WRITTEN REQUEST:
Gather every line in the entries below that contains the string "american". Treat uppercase and lowercase letters as different.

___

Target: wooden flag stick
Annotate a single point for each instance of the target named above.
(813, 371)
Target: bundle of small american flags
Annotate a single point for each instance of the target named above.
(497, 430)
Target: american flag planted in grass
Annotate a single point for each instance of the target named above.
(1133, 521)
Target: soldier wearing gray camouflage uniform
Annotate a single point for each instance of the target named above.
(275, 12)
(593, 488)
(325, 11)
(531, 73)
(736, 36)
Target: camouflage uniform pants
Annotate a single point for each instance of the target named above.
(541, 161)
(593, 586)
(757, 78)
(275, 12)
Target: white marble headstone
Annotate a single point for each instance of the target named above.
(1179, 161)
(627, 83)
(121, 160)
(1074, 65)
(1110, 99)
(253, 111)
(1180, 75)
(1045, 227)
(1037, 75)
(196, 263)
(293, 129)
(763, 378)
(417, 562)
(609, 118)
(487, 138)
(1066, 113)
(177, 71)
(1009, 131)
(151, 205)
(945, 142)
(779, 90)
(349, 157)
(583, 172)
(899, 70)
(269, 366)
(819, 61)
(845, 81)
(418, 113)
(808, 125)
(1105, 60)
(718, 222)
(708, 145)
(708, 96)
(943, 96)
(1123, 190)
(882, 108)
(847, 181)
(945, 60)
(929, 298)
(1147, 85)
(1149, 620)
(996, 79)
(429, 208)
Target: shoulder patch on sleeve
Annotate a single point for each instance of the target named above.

___

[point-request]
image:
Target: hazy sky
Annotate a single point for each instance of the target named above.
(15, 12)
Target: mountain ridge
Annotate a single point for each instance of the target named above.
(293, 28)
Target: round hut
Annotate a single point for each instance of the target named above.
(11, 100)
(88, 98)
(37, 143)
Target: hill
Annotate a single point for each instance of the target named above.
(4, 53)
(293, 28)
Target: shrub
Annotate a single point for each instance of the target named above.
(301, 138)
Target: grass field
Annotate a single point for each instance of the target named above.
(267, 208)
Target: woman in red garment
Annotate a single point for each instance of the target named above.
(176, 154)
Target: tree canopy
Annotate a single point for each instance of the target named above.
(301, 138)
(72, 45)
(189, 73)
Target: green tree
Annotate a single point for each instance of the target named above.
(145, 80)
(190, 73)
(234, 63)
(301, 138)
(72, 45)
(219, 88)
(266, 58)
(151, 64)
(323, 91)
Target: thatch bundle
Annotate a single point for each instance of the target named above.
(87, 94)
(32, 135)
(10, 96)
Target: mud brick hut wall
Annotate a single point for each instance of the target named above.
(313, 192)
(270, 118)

___

COMPLETE RESPONSE:
Target: bundle of small american flags
Target: american flag planted in grass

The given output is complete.